**WHAT IS BEING ASKED:**
Every entry should be copied exactly, with nothing added or dropped.

Point localization data
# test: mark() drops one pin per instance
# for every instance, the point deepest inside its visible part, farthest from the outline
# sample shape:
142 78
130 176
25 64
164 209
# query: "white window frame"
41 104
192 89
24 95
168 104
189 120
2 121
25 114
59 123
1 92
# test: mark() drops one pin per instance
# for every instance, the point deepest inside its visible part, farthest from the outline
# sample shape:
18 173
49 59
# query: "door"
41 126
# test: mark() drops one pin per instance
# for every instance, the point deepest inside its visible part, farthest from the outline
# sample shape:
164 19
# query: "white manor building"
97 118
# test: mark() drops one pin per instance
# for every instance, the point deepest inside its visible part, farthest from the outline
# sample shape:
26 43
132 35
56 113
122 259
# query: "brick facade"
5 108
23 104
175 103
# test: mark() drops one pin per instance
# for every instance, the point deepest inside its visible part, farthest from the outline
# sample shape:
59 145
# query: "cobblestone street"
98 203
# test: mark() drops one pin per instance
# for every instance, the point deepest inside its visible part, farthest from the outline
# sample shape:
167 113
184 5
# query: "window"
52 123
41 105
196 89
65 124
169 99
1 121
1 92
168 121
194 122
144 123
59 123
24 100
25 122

**OUTPUT OF THE TASK:**
# test: mark() drops one pin per instance
# for every instance, the point deepest inside its visible part, farthest from the outline
# sample shape:
142 78
130 176
25 64
164 209
# query: "white window frame"
41 104
192 89
24 95
168 104
189 120
2 121
25 114
59 123
1 92
# test: mark() drops one pin per instance
# for every instance, the point deepest inside its visible part, farthest from the outline
# sample shape:
18 173
49 59
# query: "door"
41 126
# test: mark() drops one pin per instance
# for every instance, the point deepest inside its visible part, farthest from the outline
# sample shape:
164 19
# query: "white manor building"
97 118
# test: mark() drops one pin per instance
# for every instance, the point deepest inside its visible part, farthest from the outline
# sample shape:
26 43
132 35
56 113
122 259
# query: "brick facade"
5 108
23 104
175 103
# test: mark() drops one pin per instance
# for every instance, the point deepest inside its visible part, farthest from the outline
# sample shape:
59 145
# query: "cobblestone street"
98 203
# test: mark() drops one pin per instance
# for every instance, the point deepest inside its visible part, farthest from the outline
# sample shape:
167 113
184 5
# query: "window"
52 123
41 105
196 89
65 124
169 99
1 121
1 92
168 121
194 122
144 123
59 123
24 100
25 122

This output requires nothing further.